■ **Text block**:

_____

Besides their wide variety of pastries, members also serve up four delicious meals: lamb shank, moussaka, pastitsio, and Athenian chicken. For the past several years, they have also made moussaka and pastitsio available as frozen meals to take home so you can make yourself an authentic Greek meal.
According to Mallios, the festival sells 2,000 lamb dinners, 1,200 chicken dinners, 2,700 moussaka dinners, and 2,200 pastitsio dinners. The frozen take-home dinners can be bought for $22 and easily feed around four to five people. They’ve made 750 of both moussaka and pastitsio. And of course, you can’t have a Greek festival without offering gyros and souvlaki. These traditional foods are some of the festival’s most popular, and are served right in the courtyard.
Now, eating amazing food isn’t the only activity that takes place during one of PA’s biggest cultural festivals. There are also dance performances and even a church tour and presentation given by Father Michael Varvarelis.
“There are about 80 kids in the dance group, the Olympic Flame Dancers, who are split into three different teams. Every two hours one of the groups performs. They start Friday, go all day Saturday, and on Sunday they do one big feature where all of the dancers come out,” Zozos explains.
Every year, the festival also tries to feature a new or different product. This year, a boutique olive oil will be featured. The company, Argoladi, offers a premium extra virgin olive oil produced by the Vlachopoulos family in Kranidi, Greece. It is then imported and distributed in the USA by Floros-Phelps, LLC. The olive oil, which is cold pressed from the early harvested green olives, has noticable health benefits and has even won several awards.
“The early harvest of green olives, is very important because although the yield of the oil is less, the quality of the oil is much better than what you get with ripe olives. Less quantity but higher quality,” says David Phelps, one of the distributors.
“The oil is pressed within 24 to 48 hours. The batch we will be selling was pressed in November 2017 and has very high levels of polyphenols, or antioxidants, which allows us to legally claim health benefits, specifically protection of the lipids from oxidative stress,” explains Joanna Floros, the other half of the distributing team.

_____

■ **Saved entries**:
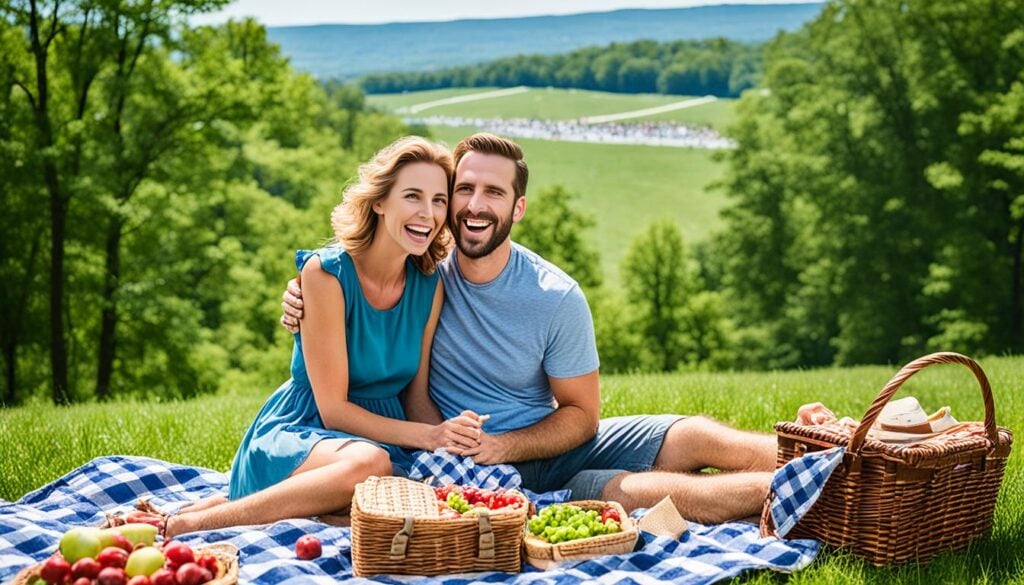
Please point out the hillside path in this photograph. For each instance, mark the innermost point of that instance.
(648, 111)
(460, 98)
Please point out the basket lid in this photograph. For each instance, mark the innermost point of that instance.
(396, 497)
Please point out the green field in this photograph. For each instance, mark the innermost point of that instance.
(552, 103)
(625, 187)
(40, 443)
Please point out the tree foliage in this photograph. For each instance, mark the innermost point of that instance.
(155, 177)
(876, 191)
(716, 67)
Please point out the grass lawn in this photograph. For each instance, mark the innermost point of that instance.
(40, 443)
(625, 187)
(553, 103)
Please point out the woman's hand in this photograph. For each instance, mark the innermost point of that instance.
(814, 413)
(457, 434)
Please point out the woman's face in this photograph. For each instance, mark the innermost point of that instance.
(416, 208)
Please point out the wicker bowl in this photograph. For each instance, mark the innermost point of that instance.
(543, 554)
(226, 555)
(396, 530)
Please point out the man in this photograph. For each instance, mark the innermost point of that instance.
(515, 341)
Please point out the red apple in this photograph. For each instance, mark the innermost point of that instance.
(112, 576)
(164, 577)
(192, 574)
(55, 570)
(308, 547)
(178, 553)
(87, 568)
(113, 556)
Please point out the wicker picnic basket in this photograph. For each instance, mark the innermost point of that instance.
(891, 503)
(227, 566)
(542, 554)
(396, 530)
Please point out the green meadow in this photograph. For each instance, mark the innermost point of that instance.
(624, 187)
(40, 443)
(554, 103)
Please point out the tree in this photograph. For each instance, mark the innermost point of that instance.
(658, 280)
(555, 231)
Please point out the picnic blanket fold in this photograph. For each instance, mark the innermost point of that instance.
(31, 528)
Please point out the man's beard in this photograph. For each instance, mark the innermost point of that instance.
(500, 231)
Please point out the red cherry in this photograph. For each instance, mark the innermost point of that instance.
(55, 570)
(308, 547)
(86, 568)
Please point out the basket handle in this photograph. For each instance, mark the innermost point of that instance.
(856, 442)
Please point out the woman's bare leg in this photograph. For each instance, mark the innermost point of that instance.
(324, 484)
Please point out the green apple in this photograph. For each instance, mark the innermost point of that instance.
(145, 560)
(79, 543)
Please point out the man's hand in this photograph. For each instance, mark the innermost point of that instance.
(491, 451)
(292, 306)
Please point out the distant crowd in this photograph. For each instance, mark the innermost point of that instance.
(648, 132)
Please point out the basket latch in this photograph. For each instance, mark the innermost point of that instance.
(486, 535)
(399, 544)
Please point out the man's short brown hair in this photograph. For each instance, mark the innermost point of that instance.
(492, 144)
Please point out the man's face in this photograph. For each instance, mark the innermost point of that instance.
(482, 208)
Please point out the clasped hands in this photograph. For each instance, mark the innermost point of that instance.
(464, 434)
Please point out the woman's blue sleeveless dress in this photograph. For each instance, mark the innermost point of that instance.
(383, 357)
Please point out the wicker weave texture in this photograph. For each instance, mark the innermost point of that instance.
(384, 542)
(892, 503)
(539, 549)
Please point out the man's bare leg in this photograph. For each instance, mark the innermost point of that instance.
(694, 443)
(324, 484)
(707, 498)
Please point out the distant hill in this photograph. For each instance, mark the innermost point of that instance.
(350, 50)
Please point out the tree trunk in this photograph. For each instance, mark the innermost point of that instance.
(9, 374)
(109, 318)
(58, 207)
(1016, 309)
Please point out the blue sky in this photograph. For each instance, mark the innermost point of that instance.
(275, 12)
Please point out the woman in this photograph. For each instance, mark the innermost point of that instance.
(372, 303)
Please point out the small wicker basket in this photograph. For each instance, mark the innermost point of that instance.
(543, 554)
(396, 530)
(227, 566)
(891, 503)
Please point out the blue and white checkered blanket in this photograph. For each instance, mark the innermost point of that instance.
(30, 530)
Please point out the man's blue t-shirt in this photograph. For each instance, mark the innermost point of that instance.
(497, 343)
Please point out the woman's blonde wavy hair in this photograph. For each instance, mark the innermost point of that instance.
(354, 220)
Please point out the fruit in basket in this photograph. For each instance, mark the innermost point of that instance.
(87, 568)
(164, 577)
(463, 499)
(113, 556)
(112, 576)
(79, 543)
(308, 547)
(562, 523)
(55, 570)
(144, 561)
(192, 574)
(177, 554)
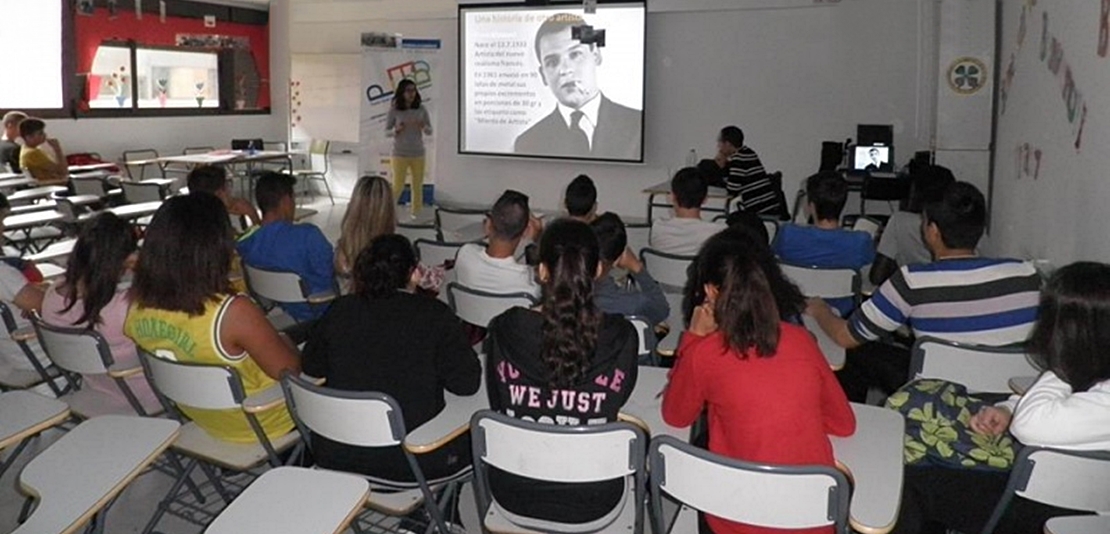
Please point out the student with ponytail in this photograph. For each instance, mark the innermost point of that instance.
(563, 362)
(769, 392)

_____

Continue the piece on the Greek festival from the point where it ends, after the olive oil distributor's remarks.

■ **Output for this exercise**:
Why are the health benefits so emphasized by the Floros-Phelps, LLC team? It might have to do with both of their backgrounds as doctors through Hershey Medical Center. Their connection with the family through knowing them from Greece led to a realization of the shared passion both families had for creating healthy, organic oil.
For more information on the food menu, a map and vendors that will be at the upcoming Greek Festival, check out their website, www.PAGreekFest.com or find them on Facebook.
The festival will take place Friday and Saturday May 17 and 18, from 11 a.m. to 8 p.m. and Sunday May 19 from 11 a.m. to 4 p.m., rain or shine at: Holy Trinity Greek Orthodox Church, 1000 Yverdon Drive, Camp Hill PA 17011
These buttery golden twists are a traditional treat in Greece, where they are usually made for Easter and other celebrations. I enjoy making these Greek cookies to keep me in touch with my heritage
• 6 eggs
• ½ lbs butter (2 sticks) -melted and cooled
• 1 ½ cups of sugar
• 2 ½ teaspoons baking powder
• 2 ¼ – 2 ½ lbs sugar
• 1 egg beaten for egg wash
Preheat oven to 350º F Beat the eggs, add sugar, then slowly pour melted butter in while whisking.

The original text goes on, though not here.